— WRITTEN REQUEST —
Return every item below verbatim, reproducing each line without alteration.

——————————

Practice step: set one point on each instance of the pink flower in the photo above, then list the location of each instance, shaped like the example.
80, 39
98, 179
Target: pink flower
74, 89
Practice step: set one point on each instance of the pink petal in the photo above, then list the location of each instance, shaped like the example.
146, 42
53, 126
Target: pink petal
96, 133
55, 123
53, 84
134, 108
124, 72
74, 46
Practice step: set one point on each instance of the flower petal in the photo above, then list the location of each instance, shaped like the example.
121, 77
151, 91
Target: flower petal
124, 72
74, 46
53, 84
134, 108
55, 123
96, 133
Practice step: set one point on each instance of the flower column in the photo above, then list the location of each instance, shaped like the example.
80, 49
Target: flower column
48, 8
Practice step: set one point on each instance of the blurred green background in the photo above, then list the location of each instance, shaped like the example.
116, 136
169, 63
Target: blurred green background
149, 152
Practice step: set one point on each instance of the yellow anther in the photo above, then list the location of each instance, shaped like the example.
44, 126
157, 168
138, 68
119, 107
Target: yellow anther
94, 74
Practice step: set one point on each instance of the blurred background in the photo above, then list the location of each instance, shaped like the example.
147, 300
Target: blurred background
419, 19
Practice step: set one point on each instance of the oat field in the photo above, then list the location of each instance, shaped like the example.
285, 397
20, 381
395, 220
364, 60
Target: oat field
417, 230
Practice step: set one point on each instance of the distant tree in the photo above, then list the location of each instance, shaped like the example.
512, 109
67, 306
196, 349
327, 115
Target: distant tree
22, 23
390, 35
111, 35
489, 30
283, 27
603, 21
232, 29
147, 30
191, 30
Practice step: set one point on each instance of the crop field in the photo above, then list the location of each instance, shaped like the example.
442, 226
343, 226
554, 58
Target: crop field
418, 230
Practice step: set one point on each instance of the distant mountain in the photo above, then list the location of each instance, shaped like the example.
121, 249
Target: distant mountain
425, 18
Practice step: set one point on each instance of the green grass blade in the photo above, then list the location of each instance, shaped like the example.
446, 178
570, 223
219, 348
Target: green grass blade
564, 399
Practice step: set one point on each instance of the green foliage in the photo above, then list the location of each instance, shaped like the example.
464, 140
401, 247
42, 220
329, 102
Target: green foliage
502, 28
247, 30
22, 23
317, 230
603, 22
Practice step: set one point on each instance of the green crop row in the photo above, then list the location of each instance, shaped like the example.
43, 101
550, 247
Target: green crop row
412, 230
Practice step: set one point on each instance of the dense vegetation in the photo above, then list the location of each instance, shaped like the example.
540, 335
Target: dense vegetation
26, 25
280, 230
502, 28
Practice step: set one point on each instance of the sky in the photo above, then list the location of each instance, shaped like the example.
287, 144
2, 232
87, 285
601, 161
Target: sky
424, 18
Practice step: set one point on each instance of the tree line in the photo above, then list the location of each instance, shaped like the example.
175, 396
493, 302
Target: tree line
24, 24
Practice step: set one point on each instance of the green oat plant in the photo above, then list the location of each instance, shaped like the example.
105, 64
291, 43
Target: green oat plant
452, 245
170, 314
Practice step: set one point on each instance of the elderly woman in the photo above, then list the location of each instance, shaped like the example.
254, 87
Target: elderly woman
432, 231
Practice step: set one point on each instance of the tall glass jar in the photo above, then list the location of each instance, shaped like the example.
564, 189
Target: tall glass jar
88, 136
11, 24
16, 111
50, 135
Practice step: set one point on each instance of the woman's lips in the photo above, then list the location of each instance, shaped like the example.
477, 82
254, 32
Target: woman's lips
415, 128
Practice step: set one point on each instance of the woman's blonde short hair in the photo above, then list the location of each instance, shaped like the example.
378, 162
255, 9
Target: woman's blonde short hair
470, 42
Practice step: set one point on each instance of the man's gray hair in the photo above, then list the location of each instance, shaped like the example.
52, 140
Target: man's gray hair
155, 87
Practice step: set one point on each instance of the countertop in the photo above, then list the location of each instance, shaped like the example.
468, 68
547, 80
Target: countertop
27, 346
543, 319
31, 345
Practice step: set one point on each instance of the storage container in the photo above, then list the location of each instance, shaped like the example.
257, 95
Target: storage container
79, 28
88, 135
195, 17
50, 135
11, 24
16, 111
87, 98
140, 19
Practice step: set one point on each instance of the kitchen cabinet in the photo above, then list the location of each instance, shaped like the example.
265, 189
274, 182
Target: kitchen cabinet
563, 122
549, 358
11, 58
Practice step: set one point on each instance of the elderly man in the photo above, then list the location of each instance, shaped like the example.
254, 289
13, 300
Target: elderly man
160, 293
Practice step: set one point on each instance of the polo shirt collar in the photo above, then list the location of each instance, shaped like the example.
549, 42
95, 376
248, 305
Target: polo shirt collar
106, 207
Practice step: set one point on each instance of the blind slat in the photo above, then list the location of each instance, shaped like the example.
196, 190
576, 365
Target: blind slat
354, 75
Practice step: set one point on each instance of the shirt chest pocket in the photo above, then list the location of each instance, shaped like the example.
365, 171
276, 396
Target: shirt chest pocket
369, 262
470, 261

——————————

— ANSWER TO THIS TASK —
Practice step: set one point on each instance of the pink flower in the photo above, then list the location of each instance, shaped like the example.
80, 39
98, 179
Target: pink flower
74, 89
Practice step: set one point on each instance of the pink petal in the photo above, then list the location of each instance, shaped like the example.
146, 42
53, 126
Target: pink petal
96, 133
55, 123
53, 84
134, 108
124, 72
74, 46
Practice step: set one point on each instance of the flower petal in the photo above, then list the location of each instance, shaped like the example.
121, 77
151, 91
Target: flower petal
124, 72
74, 46
53, 84
134, 108
55, 123
96, 133
Practice step: set one point on each instance of the flower column in the photo above, then list the location of each instance, shaped like the example.
80, 49
Target: flower column
48, 8
Practice step: set one point on each instance of the blurred green background in the photo above, then list the location of each instance, shaped like the example.
116, 136
169, 63
Target: blurred green background
149, 152
Practice step: set one point on each instance of the yellow anther in the photo above, then list the location of each instance, shaped like the example.
44, 126
157, 168
138, 68
119, 107
Target: yellow anther
94, 74
Practice step: set one point on each instance of the blurred background in the photo above, then list the location of each instance, shaped like the example.
147, 300
Target: blurred background
419, 19
Practice step: set one point on each instance of the oat field in the photo above, then list the location of each instance, shaped like the example.
285, 397
20, 381
395, 220
364, 60
Target: oat field
417, 230
Practice step: set one point on each instance of the distant tree in the photo above, then list the location of each instance, shaped like the example.
512, 109
67, 306
196, 349
327, 115
Target: distant tree
22, 23
390, 35
111, 35
489, 30
283, 27
603, 21
232, 29
147, 30
191, 30
Practice step: set one point on each instance of the crop field in the photo above, then list the location of each instance, shaped like the example.
442, 226
343, 226
554, 58
Target: crop field
418, 230
Practice step: set one point on each instance of the distant mountain in the photo above, then list the location of each instance, shaped like the example.
121, 249
Target: distant mountain
425, 18
Practice step: set one point on each instance of the green grass blade in the photo above, then list the location of each instance, shaped like the example.
446, 178
570, 223
219, 348
Target: green grass blade
564, 399
Practice step: set one point on each instance of the green foliage in the photo above, then list the location of each instance, shaped like the example.
464, 140
401, 247
42, 220
329, 102
Target: green foliage
502, 28
247, 30
22, 23
317, 230
603, 22
Practice step: set one point on each instance of the green crop row in the photo above, then list the location of each instance, shaped like the example.
43, 101
550, 247
Target: green crop row
412, 230
Practice step: set one point on each instance of the dense vegetation in the photo above, then list the location of each instance, shaped like the example.
540, 335
Target: dense vegetation
26, 25
280, 230
502, 28
Practice step: set one point on each instance of the sky in the photo above, then list the location of each instance, shaped like the example.
287, 144
2, 232
87, 285
601, 161
Target: sky
424, 18
Practice step: set one point on each instance of the tree line in the photo above, then list the location of each instance, shaped like the example.
175, 396
493, 302
Target: tree line
24, 24
Practice step: set one point on each instance of the green oat plant in the photo above, then list the location of each instance, shaped like the example.
105, 64
291, 43
Target: green oat plant
452, 245
170, 314
Practice step: set one point on each instance of the elderly woman in the photo above, then list the location of each instance, shaped like the example.
254, 87
Target: elderly woman
432, 231
Practice step: set one point on each instance of the tall glass jar in the photo above, then list the location of each instance, shaped like the example.
564, 189
Target: tall glass jar
88, 136
11, 24
16, 111
50, 135
Practice step: set one point on each instance of the woman's lips in the photo above, then list the location of each instance, shaped like the example.
477, 82
254, 32
Target: woman's lips
415, 128
Practice step: set one point on each instance of the woman's blonde short hair in the photo above, then list the location of each instance, shaped like the example.
378, 162
255, 9
Target: woman's blonde short hair
470, 42
Practice step: set one point on each instance of the man's gray hair in the photo above, then list the location of each instance, shaped like the example.
52, 140
Target: man's gray hair
155, 87
Practice step: set one point on each instance of the countertop in the photo above, then list the location of each instance, shaped like the example.
468, 68
547, 80
Target: countertop
27, 346
543, 319
31, 345
Practice step: set one point on each instance of the storage container in the photo above, then list the location of each instance, shaped like the example.
257, 95
Target: storage container
79, 28
88, 135
195, 17
50, 135
11, 24
16, 111
87, 98
140, 19
Practice step: set one point on each instance of the kitchen cabinet in the photo above, then list the location of each instance, shaped like the example.
265, 189
274, 182
Target: kitchen cabinet
563, 122
549, 358
11, 58
Practice step: set one point on each instance of the elderly man in the photo above, then list the location of each instance, shaped like the example.
254, 289
13, 300
Target: elderly man
160, 293
Practice step: set one point on each instance of the polo shirt collar in the photo above, then list the location of each instance, shaped like the example.
549, 42
95, 376
248, 305
Target: polo shirt collar
106, 207
Practice step: set one point on each instance of the blind slat in the photo above, then list the location of each instance, shaped like the example.
196, 190
576, 365
Target: blind slat
354, 75
Practice step: set one point on each instance of the shirt chest pocket in the photo above, then list the location of each instance, shaped like the example.
365, 171
276, 396
Target: shirt chest pocket
369, 262
470, 261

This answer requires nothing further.